╔══

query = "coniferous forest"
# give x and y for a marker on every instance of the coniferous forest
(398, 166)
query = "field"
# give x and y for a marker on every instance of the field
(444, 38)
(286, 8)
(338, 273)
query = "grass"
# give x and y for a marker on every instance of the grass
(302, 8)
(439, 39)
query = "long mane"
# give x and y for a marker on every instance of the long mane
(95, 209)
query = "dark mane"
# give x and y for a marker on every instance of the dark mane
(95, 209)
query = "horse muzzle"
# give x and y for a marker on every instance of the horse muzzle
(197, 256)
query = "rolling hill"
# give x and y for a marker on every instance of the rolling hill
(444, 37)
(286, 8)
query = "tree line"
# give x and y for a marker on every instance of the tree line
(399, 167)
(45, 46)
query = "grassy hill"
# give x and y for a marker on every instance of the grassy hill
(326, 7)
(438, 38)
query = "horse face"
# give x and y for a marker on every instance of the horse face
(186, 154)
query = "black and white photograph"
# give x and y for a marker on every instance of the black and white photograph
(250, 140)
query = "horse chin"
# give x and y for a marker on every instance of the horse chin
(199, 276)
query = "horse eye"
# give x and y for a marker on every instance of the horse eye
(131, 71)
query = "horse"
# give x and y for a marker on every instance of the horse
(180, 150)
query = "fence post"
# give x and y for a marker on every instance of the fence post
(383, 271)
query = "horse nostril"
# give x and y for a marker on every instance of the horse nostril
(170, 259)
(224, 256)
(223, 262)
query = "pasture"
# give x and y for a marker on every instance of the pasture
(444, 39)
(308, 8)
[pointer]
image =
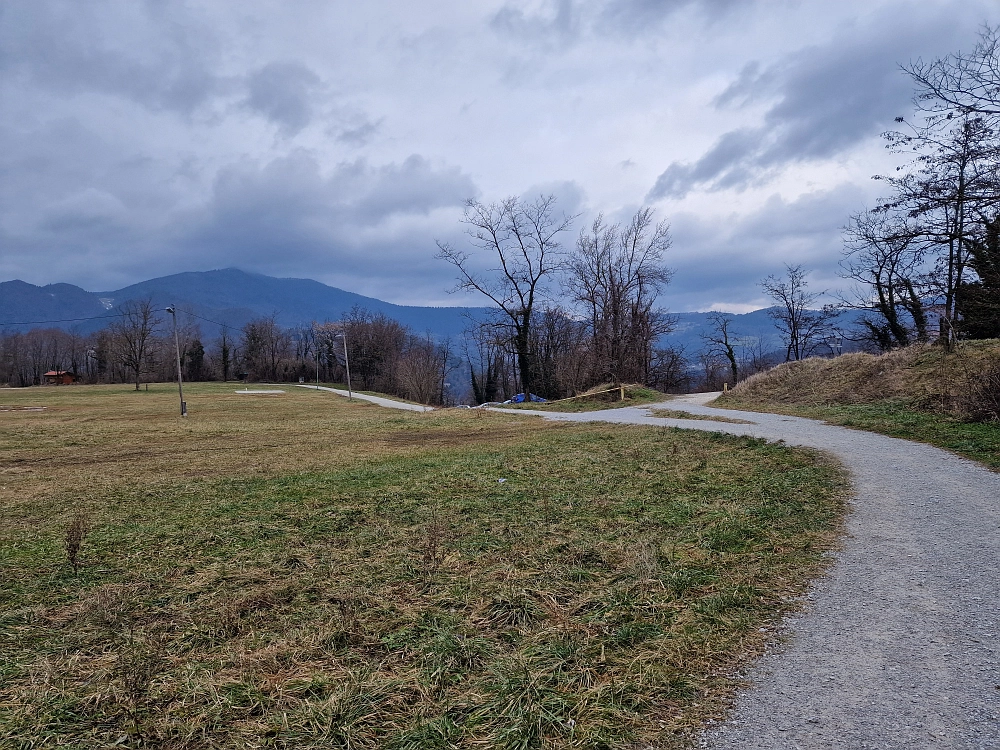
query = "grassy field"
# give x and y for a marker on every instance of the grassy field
(298, 572)
(921, 393)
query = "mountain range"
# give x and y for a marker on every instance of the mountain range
(232, 297)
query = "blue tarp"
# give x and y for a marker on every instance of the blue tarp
(521, 398)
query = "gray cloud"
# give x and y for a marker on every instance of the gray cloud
(360, 134)
(560, 23)
(646, 16)
(284, 93)
(745, 249)
(287, 212)
(827, 99)
(129, 50)
(137, 138)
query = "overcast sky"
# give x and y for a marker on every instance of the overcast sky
(337, 140)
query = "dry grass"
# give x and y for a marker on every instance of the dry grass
(923, 375)
(951, 400)
(300, 572)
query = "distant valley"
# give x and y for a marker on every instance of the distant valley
(232, 297)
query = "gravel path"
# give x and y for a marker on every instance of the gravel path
(387, 402)
(899, 645)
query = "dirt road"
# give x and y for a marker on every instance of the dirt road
(899, 645)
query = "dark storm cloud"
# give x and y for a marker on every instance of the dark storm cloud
(360, 134)
(745, 249)
(132, 50)
(827, 99)
(284, 93)
(638, 16)
(287, 211)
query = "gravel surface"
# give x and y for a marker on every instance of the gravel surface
(899, 645)
(388, 402)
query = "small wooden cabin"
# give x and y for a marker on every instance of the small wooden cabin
(60, 377)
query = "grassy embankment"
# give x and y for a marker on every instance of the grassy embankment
(299, 572)
(597, 398)
(919, 393)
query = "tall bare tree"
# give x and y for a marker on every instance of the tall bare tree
(884, 259)
(961, 83)
(133, 335)
(617, 274)
(802, 327)
(522, 239)
(720, 341)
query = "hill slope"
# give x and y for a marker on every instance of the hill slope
(229, 296)
(923, 393)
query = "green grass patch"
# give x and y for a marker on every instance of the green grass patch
(391, 592)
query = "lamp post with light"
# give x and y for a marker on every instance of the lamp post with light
(177, 351)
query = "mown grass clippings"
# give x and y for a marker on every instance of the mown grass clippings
(391, 593)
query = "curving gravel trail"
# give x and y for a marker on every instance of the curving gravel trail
(899, 645)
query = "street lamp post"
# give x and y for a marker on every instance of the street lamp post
(177, 351)
(347, 366)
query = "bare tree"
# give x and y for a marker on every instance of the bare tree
(617, 274)
(264, 346)
(952, 183)
(720, 342)
(133, 336)
(224, 353)
(522, 238)
(802, 327)
(961, 83)
(882, 256)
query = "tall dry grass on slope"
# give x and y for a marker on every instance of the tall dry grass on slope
(925, 377)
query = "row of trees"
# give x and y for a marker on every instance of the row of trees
(929, 252)
(565, 319)
(137, 347)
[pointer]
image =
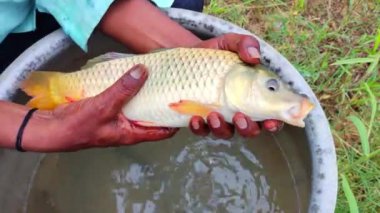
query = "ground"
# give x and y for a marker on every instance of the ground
(335, 45)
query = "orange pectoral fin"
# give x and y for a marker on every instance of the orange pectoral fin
(193, 108)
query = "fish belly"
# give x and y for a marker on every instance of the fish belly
(174, 75)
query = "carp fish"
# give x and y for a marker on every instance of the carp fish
(182, 82)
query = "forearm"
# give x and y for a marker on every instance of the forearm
(36, 133)
(142, 27)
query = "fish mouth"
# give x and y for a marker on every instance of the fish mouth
(298, 113)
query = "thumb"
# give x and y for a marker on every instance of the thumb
(123, 90)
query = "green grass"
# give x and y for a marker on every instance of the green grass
(336, 46)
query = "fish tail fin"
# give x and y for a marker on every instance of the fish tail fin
(48, 90)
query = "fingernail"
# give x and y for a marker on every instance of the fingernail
(242, 123)
(253, 52)
(215, 123)
(136, 73)
(195, 125)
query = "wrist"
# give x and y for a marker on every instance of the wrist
(42, 134)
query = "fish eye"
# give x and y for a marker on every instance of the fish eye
(272, 85)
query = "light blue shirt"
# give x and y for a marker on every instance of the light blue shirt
(78, 18)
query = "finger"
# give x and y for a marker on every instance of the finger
(247, 47)
(219, 127)
(245, 126)
(113, 98)
(198, 126)
(272, 125)
(150, 134)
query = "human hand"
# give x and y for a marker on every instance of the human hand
(98, 121)
(247, 47)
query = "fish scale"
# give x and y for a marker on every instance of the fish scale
(174, 75)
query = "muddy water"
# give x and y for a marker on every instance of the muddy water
(184, 174)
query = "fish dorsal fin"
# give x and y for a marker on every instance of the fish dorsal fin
(106, 57)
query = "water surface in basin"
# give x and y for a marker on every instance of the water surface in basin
(182, 174)
(186, 173)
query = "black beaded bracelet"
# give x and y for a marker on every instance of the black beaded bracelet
(21, 130)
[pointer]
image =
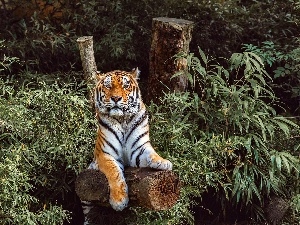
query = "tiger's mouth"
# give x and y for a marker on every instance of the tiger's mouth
(115, 111)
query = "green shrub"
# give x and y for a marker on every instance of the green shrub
(284, 67)
(122, 30)
(46, 138)
(219, 136)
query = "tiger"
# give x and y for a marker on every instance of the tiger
(123, 132)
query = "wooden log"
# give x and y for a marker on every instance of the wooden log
(169, 37)
(85, 45)
(148, 188)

╚══

* **Your objective**
Locate every line in the records that contains the word "embankment" and copy each of those lines.

* **Complete output**
query = "grassy embankment"
# give x and y for a marker on every instance of the grassy embankment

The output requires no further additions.